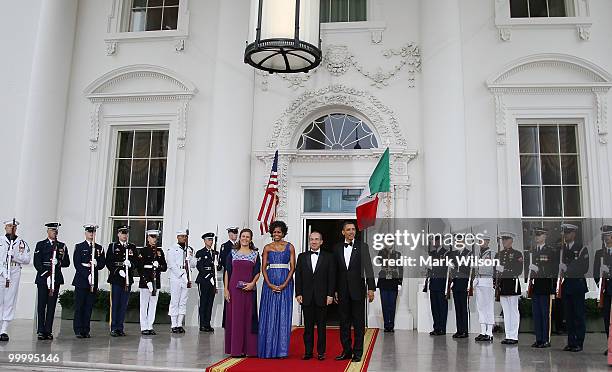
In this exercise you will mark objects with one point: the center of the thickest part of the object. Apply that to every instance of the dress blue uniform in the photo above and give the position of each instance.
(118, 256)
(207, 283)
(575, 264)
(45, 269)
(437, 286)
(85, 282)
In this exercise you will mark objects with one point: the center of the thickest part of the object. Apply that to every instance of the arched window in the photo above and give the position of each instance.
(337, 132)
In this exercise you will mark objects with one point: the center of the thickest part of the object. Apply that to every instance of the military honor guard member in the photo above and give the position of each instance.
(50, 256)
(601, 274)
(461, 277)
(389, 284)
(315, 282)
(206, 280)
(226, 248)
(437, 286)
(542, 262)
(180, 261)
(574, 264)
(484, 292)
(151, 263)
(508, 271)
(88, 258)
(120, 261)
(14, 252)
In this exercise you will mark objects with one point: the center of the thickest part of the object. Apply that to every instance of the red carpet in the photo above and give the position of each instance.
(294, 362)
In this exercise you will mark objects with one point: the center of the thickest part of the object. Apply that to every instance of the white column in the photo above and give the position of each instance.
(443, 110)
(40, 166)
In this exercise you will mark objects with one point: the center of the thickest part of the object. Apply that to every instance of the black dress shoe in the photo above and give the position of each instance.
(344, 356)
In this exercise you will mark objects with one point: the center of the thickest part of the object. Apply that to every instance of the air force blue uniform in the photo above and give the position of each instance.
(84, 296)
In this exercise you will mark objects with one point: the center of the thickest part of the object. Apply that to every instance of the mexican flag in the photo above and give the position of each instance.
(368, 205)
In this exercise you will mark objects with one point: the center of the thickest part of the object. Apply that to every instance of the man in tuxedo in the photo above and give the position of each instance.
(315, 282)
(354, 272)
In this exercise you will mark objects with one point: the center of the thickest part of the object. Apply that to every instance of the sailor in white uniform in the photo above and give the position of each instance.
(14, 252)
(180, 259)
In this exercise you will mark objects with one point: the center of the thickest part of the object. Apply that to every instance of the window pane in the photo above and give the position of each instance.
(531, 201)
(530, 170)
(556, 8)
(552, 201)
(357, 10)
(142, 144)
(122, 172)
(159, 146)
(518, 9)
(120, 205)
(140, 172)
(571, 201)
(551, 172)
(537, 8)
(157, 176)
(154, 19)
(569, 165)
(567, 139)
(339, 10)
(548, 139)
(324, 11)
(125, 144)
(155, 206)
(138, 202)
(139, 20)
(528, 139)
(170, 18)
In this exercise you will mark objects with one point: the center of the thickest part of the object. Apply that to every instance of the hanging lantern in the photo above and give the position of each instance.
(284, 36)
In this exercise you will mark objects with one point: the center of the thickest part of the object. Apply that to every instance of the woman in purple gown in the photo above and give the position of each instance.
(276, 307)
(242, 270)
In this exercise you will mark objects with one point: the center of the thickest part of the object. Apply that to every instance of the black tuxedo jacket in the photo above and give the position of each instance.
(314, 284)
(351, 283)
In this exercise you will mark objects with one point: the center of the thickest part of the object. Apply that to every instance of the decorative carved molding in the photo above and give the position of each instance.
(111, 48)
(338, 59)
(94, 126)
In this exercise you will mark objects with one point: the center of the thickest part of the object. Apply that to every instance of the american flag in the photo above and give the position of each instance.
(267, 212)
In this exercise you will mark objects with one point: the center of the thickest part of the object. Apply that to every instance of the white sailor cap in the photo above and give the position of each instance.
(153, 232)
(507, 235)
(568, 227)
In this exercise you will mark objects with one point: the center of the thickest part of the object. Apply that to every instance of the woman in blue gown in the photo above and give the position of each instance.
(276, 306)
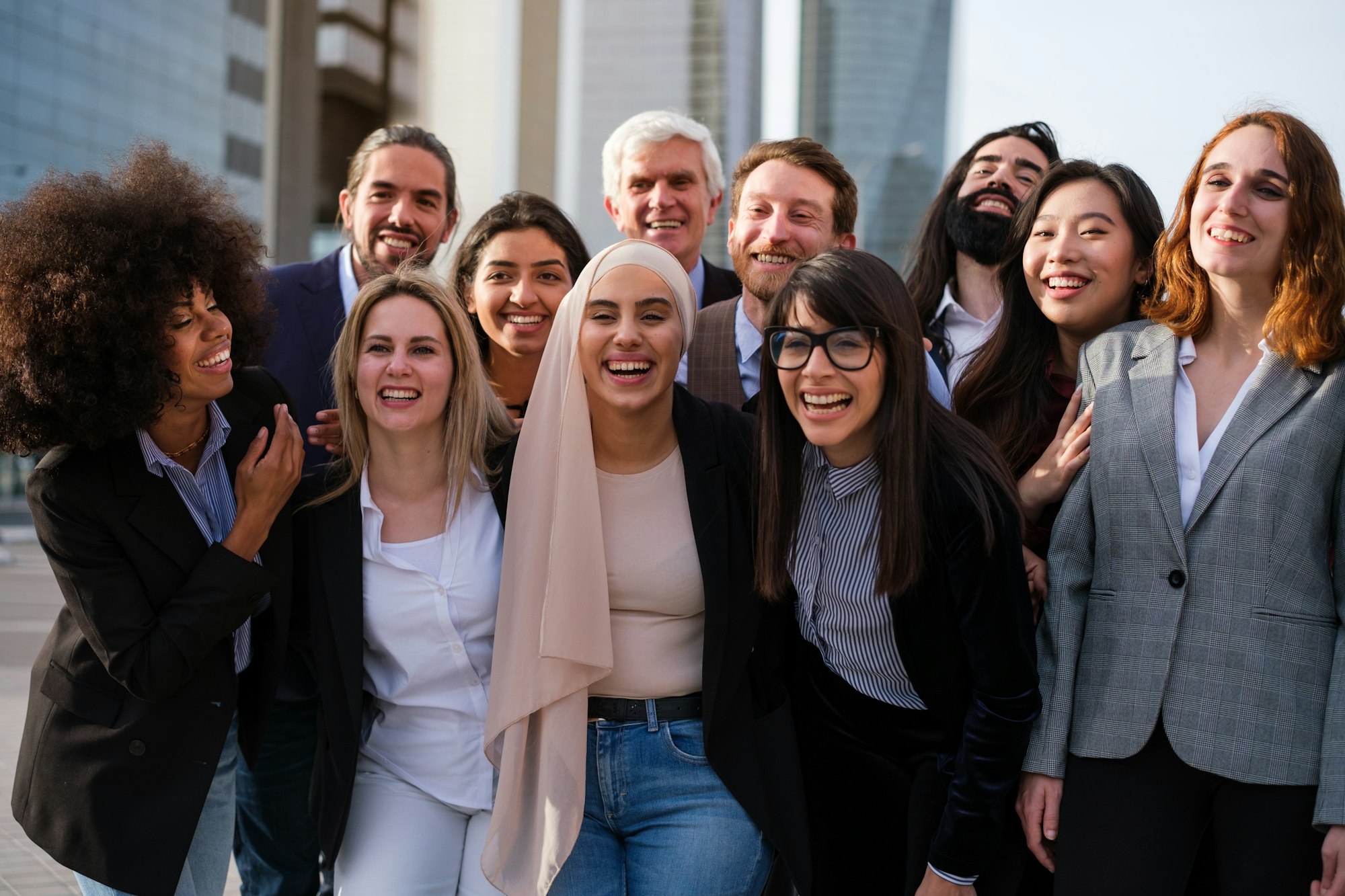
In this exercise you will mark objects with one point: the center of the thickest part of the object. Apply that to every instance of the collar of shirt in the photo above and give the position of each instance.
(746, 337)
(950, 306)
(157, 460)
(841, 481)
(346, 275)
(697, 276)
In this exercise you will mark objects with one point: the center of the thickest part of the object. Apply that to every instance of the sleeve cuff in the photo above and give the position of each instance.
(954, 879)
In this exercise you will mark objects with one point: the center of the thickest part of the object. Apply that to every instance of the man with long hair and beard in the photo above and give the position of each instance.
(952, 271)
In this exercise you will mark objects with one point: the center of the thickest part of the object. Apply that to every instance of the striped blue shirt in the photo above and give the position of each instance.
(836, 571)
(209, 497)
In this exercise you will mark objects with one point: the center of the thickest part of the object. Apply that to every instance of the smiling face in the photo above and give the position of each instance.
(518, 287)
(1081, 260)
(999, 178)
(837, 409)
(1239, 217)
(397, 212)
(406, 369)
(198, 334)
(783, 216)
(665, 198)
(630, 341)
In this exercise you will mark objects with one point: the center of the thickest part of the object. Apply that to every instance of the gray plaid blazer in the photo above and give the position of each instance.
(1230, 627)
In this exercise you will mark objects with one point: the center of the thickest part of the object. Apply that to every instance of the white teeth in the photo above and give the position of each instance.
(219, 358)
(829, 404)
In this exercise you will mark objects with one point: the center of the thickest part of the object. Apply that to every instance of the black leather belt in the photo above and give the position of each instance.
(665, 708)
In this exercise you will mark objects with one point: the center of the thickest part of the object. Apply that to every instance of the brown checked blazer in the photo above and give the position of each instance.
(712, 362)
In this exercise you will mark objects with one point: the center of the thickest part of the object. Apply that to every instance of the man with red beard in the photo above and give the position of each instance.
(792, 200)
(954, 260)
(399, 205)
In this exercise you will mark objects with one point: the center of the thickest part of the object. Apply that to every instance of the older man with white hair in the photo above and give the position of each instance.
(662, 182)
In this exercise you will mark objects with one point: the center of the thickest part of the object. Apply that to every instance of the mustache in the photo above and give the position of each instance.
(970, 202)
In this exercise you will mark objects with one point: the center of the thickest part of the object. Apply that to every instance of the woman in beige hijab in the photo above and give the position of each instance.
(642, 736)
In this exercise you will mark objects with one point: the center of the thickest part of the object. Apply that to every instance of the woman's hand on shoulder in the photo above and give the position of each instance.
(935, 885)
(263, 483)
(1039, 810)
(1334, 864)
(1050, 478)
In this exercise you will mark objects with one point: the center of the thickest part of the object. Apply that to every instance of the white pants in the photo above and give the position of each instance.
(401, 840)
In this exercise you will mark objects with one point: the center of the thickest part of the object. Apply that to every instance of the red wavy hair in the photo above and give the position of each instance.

---

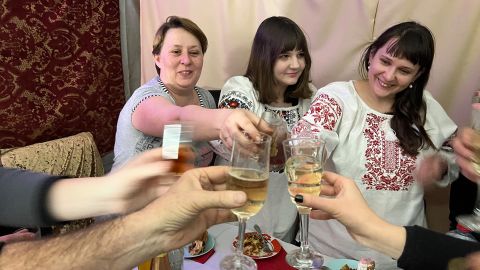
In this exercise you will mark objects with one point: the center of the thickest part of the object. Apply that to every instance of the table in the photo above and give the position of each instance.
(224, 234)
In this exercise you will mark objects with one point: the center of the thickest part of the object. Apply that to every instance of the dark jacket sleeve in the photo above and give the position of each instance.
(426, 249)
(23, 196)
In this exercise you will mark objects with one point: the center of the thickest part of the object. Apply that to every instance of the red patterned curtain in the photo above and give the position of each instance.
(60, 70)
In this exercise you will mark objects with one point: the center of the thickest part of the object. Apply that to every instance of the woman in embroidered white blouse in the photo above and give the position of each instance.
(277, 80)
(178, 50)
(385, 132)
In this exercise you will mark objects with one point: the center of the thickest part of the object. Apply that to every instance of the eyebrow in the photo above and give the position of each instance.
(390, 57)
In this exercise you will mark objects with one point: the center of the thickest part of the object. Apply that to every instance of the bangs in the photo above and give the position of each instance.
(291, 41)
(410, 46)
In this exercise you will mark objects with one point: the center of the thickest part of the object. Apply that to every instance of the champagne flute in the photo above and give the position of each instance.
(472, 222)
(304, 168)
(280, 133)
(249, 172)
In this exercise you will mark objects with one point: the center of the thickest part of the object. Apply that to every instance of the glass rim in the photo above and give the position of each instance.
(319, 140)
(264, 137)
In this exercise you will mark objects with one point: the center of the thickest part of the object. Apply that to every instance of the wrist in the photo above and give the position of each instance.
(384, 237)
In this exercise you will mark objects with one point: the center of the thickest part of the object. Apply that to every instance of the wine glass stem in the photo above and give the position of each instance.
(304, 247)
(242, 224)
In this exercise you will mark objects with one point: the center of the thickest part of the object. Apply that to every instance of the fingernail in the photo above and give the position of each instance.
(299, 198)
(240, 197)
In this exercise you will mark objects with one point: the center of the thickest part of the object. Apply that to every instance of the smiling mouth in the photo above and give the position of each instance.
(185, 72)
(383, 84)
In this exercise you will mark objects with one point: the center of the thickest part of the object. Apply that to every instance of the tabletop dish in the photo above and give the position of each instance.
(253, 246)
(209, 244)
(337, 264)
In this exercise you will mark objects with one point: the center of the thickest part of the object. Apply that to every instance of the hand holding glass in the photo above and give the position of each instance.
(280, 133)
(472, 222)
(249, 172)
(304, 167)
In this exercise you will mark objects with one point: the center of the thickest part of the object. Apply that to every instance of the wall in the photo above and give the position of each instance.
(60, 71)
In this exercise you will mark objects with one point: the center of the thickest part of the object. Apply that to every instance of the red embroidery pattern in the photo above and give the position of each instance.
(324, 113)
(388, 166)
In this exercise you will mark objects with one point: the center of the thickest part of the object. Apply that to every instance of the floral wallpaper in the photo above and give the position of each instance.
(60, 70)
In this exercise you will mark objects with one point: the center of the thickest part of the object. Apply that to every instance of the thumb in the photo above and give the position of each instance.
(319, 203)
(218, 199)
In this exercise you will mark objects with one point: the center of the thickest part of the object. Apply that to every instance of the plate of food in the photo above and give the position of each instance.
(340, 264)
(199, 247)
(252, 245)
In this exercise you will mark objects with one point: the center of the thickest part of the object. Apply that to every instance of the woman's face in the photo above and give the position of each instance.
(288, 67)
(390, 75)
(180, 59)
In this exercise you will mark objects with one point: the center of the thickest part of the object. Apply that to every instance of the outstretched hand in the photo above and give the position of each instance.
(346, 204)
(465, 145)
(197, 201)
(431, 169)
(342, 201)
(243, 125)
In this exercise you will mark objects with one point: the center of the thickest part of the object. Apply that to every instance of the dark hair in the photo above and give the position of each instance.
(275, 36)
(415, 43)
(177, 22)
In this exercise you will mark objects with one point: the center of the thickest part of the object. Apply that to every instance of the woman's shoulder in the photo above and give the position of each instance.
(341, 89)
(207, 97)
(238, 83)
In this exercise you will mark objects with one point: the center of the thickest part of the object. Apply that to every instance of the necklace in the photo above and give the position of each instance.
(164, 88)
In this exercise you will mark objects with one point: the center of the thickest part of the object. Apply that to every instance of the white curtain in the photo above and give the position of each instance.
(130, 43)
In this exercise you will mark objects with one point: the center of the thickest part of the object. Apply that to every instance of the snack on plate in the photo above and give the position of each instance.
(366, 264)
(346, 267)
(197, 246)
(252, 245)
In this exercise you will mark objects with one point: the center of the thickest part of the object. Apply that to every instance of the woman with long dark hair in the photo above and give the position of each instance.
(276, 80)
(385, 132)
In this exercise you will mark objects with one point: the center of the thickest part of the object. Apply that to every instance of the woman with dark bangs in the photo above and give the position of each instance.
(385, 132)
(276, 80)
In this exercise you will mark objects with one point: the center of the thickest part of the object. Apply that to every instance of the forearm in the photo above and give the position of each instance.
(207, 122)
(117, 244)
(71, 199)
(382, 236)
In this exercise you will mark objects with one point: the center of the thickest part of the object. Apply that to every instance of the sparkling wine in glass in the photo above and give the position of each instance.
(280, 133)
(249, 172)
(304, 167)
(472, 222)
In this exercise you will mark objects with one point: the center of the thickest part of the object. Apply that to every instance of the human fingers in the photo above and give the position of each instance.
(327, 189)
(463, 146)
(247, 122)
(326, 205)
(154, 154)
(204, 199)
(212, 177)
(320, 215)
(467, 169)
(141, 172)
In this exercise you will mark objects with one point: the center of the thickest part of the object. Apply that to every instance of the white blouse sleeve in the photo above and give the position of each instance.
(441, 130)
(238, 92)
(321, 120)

* * *

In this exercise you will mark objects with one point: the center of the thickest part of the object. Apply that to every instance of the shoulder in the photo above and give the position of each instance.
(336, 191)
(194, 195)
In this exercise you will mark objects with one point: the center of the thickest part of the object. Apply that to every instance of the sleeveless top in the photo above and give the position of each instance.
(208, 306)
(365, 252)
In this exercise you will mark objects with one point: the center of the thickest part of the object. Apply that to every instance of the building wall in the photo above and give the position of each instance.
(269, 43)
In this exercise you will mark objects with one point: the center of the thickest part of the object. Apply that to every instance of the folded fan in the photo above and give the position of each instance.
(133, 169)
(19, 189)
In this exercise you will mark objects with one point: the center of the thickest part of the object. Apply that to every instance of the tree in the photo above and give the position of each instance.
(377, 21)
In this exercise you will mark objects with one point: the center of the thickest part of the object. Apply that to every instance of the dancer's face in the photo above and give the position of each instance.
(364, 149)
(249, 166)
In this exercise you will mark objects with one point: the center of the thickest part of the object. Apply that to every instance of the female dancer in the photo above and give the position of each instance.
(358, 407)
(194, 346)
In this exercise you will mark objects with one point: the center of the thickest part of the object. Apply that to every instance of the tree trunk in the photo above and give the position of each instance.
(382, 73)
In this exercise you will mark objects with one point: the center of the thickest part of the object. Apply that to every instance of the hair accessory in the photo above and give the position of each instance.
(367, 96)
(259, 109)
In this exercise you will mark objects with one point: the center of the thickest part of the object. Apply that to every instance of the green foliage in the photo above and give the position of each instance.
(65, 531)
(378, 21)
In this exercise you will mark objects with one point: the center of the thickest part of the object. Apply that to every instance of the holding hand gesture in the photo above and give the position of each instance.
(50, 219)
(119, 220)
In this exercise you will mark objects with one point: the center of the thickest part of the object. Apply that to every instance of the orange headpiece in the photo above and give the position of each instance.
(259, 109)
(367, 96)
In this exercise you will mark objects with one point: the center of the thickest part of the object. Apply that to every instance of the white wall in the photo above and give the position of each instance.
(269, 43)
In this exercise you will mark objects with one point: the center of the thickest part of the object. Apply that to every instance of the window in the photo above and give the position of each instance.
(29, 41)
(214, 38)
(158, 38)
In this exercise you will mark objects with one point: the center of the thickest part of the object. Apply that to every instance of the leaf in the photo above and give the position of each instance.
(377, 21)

What is required =
The response should hold exactly the lines starting at the line with "the woman's hand" and ending at the line with "the red wavy", and no other line of the material above.

The completed task =
In this exercise you will mark objects with one point: the center of the thickest part of the object. Apply that to every instance of the woman's hand on shoulder in the photo above and give the position of each instance.
(935, 885)
(263, 483)
(1039, 810)
(1334, 864)
(1050, 478)
In this exercise you will mark objects with one point: the center of the thickest part of the object. Apply that to every instance of the white pants in the photo above and give the position of each instance.
(401, 840)
In this exercise you will mark objects with one point: the center of the thickest part of the object. Apply that to every instance of the red wavy hair in the photo above and give the position of each instance.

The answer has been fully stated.